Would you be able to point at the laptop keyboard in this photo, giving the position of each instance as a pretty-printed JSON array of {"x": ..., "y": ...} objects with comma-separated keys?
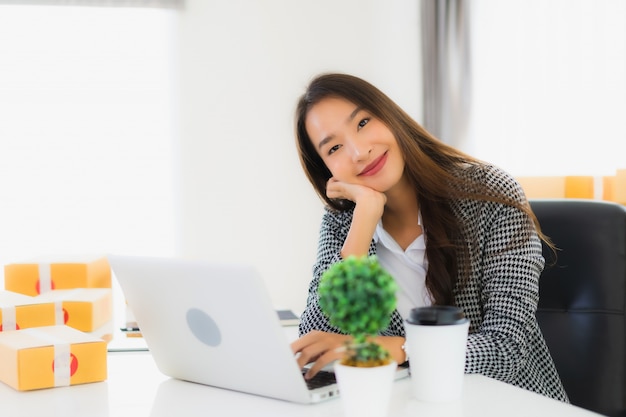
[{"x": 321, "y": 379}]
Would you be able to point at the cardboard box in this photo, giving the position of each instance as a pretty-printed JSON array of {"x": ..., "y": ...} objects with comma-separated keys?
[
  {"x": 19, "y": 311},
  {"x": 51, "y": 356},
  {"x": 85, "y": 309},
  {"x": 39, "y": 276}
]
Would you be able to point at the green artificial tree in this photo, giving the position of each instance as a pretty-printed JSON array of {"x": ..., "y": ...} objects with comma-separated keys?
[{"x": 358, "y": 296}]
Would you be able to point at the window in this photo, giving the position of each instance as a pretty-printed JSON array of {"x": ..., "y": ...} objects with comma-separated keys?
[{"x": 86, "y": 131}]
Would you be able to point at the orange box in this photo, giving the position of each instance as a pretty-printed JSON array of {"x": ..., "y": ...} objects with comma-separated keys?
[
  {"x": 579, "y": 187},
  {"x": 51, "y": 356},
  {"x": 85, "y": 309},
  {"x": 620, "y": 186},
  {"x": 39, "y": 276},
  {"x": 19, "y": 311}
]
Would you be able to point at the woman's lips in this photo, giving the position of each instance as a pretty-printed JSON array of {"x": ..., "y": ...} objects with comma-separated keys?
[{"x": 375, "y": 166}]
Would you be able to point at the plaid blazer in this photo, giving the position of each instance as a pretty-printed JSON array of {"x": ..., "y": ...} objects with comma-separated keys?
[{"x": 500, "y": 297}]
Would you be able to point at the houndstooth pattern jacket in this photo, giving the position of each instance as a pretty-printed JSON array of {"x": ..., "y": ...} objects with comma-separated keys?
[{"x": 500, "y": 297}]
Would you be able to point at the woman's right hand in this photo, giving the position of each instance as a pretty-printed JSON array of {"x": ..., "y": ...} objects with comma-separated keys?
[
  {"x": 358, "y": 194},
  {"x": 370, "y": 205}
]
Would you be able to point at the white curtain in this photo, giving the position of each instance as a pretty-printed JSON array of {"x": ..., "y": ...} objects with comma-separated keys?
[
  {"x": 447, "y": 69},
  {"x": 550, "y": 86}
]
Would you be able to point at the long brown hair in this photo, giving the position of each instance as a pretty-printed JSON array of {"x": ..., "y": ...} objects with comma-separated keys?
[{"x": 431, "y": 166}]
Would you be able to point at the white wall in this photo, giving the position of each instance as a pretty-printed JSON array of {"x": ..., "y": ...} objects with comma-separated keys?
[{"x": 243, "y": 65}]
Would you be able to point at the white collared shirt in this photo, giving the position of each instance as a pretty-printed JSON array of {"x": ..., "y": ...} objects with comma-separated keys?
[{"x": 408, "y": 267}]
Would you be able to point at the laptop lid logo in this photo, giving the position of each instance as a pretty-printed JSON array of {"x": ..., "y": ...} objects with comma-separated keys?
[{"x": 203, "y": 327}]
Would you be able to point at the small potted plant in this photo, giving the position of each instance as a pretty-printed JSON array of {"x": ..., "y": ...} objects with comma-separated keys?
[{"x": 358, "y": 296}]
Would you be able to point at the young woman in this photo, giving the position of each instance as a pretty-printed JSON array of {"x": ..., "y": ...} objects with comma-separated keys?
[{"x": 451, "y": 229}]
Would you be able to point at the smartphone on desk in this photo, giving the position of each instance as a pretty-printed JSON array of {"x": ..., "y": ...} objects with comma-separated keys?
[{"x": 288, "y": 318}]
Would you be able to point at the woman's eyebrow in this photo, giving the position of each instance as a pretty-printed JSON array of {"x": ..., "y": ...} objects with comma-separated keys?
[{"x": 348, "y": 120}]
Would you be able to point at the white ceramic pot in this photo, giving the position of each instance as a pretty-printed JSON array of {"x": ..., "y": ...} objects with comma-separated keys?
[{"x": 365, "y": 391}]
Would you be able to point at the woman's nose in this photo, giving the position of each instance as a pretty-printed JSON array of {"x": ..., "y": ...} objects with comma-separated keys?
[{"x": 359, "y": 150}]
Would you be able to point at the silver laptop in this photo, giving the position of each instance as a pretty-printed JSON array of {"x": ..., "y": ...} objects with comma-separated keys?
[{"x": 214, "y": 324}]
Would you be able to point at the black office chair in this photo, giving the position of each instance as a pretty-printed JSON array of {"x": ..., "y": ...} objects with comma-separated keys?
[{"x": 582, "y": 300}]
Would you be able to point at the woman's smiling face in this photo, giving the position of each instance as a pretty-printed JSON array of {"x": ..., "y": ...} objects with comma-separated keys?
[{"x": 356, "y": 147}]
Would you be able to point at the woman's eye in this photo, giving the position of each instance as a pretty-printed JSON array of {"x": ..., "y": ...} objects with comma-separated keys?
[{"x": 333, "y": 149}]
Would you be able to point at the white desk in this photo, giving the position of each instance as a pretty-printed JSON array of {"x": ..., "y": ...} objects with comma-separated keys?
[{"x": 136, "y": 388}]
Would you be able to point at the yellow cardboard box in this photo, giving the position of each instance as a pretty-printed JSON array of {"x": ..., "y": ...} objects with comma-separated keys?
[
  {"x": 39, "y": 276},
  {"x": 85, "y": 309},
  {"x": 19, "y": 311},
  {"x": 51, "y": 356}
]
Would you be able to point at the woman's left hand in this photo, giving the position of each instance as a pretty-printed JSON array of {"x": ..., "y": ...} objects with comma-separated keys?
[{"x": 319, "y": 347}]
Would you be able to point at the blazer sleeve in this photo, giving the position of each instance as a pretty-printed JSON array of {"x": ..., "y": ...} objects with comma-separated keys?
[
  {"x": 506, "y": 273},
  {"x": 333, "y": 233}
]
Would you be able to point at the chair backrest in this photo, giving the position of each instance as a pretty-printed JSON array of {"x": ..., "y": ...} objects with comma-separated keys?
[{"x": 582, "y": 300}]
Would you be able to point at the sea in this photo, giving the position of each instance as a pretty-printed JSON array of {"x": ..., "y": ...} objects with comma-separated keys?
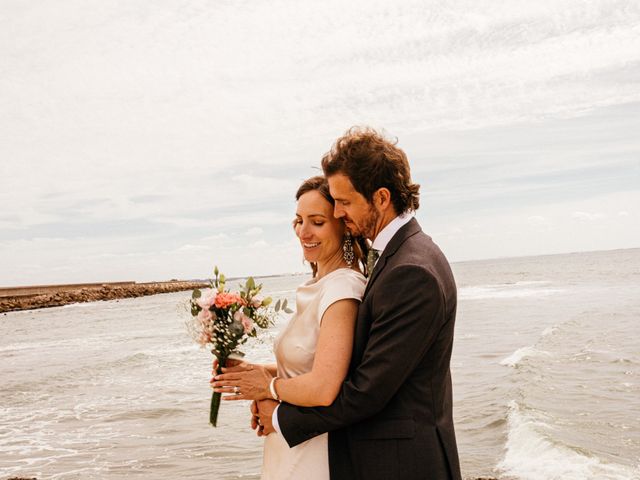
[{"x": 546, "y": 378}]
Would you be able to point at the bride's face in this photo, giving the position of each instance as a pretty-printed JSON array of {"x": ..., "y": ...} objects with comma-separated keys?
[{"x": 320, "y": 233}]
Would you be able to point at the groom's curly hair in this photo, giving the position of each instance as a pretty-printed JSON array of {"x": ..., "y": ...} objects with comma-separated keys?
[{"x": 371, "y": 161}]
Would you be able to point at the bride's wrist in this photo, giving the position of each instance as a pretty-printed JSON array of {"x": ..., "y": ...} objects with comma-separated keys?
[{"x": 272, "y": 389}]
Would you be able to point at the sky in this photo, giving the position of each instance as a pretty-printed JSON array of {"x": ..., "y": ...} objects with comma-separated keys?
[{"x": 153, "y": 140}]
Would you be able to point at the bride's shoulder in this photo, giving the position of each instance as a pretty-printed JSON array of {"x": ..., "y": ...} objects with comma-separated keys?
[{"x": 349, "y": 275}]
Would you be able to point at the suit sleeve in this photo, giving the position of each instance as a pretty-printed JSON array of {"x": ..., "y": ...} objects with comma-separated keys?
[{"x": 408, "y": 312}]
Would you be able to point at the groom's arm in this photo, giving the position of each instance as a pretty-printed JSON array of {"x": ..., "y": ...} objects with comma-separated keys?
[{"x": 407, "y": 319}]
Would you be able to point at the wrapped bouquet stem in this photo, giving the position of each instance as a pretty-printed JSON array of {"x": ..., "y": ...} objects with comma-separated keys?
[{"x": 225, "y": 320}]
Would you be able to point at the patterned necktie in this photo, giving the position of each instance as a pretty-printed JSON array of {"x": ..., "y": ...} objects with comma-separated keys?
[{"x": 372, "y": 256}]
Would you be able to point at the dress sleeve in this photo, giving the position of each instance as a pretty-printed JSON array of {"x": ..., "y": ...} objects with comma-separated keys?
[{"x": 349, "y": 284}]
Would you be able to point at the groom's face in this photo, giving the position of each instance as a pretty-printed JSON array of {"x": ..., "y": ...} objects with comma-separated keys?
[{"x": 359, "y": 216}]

* * *

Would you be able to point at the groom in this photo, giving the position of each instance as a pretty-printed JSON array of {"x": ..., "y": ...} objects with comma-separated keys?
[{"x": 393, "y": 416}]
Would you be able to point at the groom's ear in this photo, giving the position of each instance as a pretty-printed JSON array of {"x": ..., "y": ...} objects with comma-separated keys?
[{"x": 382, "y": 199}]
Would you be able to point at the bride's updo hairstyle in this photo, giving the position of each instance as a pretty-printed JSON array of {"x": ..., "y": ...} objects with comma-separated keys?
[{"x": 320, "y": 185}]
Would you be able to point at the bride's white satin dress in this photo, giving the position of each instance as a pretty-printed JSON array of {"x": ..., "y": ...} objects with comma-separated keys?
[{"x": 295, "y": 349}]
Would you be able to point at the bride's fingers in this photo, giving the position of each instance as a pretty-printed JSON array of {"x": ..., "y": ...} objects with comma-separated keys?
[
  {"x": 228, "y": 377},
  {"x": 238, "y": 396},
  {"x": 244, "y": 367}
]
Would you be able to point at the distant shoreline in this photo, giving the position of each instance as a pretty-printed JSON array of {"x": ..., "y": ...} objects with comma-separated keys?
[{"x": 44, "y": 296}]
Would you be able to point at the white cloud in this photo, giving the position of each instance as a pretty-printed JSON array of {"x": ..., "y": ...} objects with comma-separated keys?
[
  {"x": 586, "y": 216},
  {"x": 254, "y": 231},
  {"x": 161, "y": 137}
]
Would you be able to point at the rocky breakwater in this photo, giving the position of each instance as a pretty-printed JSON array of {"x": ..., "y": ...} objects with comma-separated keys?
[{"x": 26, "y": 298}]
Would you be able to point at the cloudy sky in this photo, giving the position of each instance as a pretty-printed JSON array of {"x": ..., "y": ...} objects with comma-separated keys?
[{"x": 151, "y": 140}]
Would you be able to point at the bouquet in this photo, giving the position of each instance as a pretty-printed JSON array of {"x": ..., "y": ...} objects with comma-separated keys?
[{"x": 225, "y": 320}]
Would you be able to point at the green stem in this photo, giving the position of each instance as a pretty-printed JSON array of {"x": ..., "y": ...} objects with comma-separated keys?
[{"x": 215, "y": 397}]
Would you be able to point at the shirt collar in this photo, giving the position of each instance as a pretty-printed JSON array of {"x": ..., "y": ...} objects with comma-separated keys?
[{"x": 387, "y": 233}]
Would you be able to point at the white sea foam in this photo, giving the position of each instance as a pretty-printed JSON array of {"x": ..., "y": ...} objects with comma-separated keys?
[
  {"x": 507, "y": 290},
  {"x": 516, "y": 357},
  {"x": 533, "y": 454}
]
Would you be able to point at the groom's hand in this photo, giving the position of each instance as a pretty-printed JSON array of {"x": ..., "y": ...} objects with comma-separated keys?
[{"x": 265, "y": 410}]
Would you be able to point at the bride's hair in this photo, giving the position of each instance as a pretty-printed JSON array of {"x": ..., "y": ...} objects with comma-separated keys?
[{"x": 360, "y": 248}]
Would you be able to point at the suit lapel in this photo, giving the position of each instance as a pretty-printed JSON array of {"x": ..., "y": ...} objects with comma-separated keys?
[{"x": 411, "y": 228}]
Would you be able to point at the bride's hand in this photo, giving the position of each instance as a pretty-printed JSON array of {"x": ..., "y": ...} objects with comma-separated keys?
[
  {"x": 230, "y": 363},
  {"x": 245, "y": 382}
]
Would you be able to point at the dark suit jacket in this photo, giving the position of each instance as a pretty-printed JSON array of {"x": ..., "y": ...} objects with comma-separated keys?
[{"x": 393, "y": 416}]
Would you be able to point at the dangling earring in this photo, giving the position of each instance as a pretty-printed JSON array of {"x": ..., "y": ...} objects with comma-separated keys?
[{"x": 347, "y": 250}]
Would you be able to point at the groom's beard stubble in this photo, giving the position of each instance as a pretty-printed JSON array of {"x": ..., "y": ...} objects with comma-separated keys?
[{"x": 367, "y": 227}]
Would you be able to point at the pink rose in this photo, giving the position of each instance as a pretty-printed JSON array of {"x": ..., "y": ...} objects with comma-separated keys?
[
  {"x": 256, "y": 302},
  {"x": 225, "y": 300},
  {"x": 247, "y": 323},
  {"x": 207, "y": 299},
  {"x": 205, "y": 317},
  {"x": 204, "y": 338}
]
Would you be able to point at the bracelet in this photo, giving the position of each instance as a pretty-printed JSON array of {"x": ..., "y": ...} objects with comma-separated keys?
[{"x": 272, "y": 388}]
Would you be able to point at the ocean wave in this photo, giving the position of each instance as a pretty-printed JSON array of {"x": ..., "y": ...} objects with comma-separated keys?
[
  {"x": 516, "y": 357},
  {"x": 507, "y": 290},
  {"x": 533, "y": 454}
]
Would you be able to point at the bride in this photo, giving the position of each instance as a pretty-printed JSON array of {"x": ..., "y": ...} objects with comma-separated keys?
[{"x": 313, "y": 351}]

■ What the task requires ■
Locate every line in the entries above that contains the word "logo" and copy each of those lines out.

■ Response ■
Would you be able to point at the laptop lid logo in this photo, giving the position of each instance as a pretty-printed JSON array of {"x": ..., "y": ...} objects with comma-separated keys?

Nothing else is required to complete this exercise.